§ **Exercise instructions**: Nothing but the lines from the one with "Identify every instance of the flip" through the end of the records below should be written out, and each must match word for word.

§ **Records**:

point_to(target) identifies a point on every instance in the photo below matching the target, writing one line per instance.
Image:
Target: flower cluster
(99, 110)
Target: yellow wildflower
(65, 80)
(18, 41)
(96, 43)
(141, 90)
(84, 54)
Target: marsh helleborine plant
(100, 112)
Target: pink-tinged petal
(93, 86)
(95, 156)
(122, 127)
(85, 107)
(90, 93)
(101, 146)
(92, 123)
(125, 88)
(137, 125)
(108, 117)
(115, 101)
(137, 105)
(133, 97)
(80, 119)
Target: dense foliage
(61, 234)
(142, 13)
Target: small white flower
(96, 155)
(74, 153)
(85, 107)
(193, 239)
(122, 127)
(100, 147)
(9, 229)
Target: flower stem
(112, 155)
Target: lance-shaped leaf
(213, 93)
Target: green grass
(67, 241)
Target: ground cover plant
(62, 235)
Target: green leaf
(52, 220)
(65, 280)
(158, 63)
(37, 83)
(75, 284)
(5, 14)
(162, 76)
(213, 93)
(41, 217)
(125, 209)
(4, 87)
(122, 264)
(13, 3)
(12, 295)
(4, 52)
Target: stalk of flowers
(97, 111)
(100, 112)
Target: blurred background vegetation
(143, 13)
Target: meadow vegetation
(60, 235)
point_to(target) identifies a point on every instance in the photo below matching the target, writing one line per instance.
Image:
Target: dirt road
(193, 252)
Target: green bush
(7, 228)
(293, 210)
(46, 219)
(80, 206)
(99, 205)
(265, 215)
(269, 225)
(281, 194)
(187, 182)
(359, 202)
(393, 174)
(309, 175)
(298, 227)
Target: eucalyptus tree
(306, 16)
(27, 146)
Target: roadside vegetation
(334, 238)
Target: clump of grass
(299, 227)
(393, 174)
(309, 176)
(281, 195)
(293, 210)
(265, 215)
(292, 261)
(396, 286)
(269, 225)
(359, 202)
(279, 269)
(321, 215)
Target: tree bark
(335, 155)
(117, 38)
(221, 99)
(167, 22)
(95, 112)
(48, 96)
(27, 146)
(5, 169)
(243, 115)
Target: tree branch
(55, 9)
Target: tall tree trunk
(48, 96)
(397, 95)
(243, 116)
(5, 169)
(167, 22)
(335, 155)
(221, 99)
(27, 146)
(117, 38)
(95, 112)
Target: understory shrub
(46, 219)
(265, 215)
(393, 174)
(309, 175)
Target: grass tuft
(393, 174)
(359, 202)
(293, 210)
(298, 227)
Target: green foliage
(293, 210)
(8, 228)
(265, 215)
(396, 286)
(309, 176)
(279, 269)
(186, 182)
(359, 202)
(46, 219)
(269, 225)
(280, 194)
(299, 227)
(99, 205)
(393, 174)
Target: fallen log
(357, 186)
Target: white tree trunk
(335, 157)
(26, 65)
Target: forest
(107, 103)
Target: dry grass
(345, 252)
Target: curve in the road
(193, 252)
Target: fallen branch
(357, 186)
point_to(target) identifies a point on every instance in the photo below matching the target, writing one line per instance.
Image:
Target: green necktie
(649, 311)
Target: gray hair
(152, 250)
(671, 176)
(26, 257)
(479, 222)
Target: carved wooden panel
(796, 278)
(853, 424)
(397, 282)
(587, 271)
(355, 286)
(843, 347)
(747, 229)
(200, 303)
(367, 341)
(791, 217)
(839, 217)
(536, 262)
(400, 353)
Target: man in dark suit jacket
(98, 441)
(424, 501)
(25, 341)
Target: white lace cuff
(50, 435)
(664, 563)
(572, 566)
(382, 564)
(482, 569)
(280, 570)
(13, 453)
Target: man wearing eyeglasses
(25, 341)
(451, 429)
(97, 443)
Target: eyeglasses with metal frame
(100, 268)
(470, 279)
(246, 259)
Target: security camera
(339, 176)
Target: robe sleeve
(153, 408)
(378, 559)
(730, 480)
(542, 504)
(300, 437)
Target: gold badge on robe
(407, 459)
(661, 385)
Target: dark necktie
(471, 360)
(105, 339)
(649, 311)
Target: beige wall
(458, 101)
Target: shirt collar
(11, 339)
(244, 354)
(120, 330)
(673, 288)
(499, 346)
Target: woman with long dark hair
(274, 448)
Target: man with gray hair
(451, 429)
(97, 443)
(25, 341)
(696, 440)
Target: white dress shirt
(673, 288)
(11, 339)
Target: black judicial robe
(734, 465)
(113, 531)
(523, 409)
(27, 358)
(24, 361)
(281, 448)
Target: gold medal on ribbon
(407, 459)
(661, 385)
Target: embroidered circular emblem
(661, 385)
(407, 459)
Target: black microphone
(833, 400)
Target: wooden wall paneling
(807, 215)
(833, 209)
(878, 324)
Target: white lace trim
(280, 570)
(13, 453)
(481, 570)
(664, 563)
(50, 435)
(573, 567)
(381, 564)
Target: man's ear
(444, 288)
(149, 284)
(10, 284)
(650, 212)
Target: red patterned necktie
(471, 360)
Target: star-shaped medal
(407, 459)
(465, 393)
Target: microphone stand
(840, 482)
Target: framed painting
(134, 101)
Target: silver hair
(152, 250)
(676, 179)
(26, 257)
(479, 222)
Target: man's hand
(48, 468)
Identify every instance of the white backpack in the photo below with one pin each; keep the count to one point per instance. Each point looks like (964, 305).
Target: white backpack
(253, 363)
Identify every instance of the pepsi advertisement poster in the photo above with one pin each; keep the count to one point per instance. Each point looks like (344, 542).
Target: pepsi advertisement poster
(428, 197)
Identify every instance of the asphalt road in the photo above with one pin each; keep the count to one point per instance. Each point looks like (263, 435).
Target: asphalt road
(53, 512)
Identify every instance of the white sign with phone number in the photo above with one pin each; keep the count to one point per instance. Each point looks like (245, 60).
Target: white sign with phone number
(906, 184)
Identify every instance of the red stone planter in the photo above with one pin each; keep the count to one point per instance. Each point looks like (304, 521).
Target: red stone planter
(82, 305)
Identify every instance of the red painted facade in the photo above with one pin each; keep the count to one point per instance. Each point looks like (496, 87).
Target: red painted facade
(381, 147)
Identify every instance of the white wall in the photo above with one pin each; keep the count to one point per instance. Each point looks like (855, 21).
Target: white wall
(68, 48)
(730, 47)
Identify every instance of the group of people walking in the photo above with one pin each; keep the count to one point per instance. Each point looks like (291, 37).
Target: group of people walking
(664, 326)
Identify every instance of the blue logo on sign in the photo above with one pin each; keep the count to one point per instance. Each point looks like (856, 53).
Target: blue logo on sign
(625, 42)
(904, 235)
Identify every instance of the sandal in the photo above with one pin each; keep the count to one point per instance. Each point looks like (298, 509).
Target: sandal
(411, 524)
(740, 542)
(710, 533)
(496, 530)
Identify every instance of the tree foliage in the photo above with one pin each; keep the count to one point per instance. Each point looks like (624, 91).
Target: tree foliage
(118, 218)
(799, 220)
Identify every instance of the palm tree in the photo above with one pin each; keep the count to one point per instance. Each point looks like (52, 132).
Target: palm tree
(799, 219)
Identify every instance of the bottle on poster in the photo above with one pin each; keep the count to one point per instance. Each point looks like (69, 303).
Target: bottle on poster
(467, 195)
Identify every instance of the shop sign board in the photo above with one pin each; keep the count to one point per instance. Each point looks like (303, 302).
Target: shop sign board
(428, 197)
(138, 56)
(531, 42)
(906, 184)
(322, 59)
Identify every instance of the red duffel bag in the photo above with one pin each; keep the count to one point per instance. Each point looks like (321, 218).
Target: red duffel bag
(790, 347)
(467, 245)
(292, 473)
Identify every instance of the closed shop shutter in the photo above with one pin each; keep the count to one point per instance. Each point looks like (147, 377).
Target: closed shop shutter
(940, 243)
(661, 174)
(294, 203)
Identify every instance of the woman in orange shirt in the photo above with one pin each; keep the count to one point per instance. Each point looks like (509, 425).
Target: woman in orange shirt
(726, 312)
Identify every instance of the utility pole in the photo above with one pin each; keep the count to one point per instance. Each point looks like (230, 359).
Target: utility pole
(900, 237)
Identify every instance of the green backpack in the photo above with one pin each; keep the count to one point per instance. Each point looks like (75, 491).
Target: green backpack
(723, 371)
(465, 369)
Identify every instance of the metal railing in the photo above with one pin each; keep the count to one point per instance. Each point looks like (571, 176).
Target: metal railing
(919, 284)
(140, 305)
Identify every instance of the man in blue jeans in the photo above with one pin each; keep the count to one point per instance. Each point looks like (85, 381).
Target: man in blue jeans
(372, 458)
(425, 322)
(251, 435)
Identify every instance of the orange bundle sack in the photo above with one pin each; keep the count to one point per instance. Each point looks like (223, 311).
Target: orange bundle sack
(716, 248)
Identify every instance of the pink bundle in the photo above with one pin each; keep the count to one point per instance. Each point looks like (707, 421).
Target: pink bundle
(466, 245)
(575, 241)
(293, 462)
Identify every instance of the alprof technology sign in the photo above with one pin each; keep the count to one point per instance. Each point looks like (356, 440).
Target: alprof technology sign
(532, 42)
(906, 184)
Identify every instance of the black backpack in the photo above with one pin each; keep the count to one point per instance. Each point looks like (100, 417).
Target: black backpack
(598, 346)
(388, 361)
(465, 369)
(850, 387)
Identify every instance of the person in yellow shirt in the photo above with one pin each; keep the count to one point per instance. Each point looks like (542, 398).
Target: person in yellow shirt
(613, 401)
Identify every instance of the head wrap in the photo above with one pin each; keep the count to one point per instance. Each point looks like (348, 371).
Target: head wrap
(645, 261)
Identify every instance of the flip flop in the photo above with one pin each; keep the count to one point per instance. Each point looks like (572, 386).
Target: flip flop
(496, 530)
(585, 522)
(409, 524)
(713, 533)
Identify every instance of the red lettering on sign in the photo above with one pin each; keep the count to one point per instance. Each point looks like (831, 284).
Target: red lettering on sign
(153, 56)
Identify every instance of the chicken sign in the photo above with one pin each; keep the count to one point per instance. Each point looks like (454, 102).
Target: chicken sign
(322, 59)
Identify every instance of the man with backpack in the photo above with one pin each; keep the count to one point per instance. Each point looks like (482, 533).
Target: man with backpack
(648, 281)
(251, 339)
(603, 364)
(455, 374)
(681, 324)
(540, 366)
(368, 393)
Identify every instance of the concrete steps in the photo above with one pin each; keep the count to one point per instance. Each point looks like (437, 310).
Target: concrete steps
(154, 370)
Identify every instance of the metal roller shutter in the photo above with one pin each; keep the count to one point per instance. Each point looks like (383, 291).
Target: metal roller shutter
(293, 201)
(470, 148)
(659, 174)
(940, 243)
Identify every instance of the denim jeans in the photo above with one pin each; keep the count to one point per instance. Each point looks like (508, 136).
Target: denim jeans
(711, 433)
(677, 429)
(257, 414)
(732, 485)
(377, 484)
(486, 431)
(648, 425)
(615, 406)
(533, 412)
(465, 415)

§ **Finished exercise**:
Identify every instance of the flip flop in the photo above with one pin each; keep the count to one point per instance. Each point looks like (572, 386).
Target: flip flop
(496, 530)
(585, 522)
(409, 524)
(713, 533)
Identify every instance of the red lettering on sign in the photo above with one pin each; keep the count to one point per instance. Each point looks like (831, 284).
Target: red lettering on sign
(153, 56)
Identify every instance of the chicken sign in the photo above with one pin each; keep the count to one point per instance. Each point looks like (454, 102).
Target: chicken sign
(322, 59)
Identify every instance of the man with backpack in the photo above with one pin each; keep the count to one point per instance. Each point looks like (482, 533).
Target: man with backpack
(648, 281)
(251, 339)
(603, 364)
(455, 374)
(681, 324)
(540, 366)
(368, 393)
Identify every instance of the concrete steps in the photo above with one pin each; keep the count to one point per instance. Each point looks like (437, 310).
Target: concrete steps
(154, 370)
Identify every instance of the metal roller shutter in the photo above with one pin each; keep the count to one point per instance. Each point looks like (383, 291).
Target: metal roller shutter
(293, 201)
(470, 148)
(659, 174)
(940, 243)
Identify every instance of the denim jeans in the photo above with one pin each; keep the count to one point per instance. Each point looks like (508, 136).
Target: denim jeans
(711, 433)
(677, 429)
(257, 414)
(732, 485)
(377, 484)
(486, 431)
(648, 425)
(615, 406)
(533, 412)
(465, 415)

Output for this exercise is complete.